# start of LISTED ENTRIES

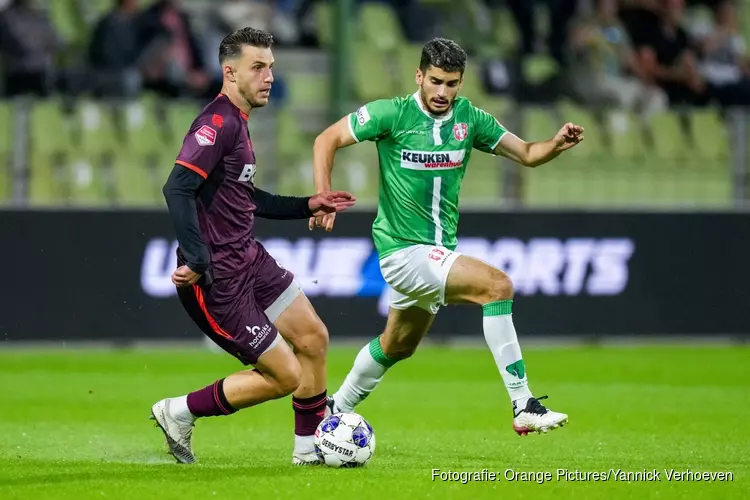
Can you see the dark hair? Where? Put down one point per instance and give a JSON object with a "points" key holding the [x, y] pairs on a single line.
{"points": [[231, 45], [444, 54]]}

# end of LISTED ENTRIES
# start of LISTED ENTRIES

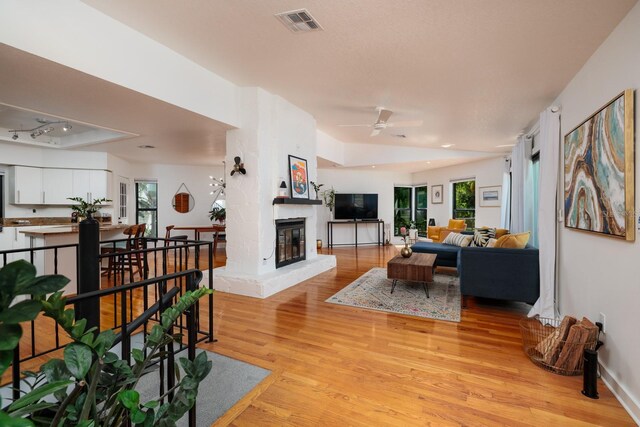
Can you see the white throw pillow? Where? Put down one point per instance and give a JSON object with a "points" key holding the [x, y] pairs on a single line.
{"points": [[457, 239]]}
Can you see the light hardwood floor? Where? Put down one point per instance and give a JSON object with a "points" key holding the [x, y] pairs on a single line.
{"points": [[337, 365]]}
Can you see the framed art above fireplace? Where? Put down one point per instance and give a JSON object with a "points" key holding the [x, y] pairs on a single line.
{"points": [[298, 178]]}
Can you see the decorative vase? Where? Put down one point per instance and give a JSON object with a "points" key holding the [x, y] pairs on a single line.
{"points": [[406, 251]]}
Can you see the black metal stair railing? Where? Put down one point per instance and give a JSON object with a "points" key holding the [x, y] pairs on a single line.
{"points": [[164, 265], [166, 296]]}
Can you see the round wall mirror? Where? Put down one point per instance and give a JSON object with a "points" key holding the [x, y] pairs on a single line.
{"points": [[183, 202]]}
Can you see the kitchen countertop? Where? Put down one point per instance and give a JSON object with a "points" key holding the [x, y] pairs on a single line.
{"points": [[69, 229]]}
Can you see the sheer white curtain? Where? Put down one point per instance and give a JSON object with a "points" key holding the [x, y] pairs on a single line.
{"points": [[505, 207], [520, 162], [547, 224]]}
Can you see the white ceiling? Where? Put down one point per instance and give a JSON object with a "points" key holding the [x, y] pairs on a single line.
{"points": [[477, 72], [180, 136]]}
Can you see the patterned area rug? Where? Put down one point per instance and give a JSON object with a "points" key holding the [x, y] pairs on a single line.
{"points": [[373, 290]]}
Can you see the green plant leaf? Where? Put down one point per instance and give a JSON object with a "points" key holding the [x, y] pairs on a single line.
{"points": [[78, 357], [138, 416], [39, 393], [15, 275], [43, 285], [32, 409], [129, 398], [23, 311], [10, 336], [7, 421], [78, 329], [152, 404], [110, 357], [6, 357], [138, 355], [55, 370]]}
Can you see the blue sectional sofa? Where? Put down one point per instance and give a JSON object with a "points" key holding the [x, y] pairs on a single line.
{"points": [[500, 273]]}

# end of LISTED ENTRIES
# start of LISTED ENTRIES

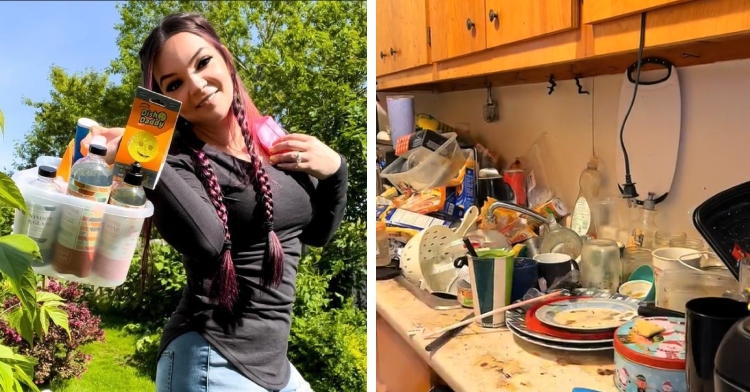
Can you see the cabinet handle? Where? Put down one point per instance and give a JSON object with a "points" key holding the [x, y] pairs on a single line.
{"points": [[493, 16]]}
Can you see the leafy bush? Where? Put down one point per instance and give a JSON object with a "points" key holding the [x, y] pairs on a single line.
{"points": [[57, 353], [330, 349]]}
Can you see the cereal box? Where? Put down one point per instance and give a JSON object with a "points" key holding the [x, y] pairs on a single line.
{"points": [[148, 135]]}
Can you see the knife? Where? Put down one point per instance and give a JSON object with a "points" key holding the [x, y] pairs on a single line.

# end of LISTED ENTRIES

[YOUR GOAL]: Please pull out each line of the records that contains the word "white". Case matters, so a line with only a differently capitalized form does not count.

[TASK RESPONSE]:
Can you see the white throw pillow? Where? Put down one point per instance and give a JSON object with a "points" key holding the [x, y] pairs on a single line.
Can you see the sheer white curtain? Where? Put down one point per instance and give a JSON object with a "points" key holding the [x, y] pairs on a single line.
Can you see the white ceiling? Where? Put down one point per instance and give a JSON object with a "points" key holding the [x, y] pairs on a single line.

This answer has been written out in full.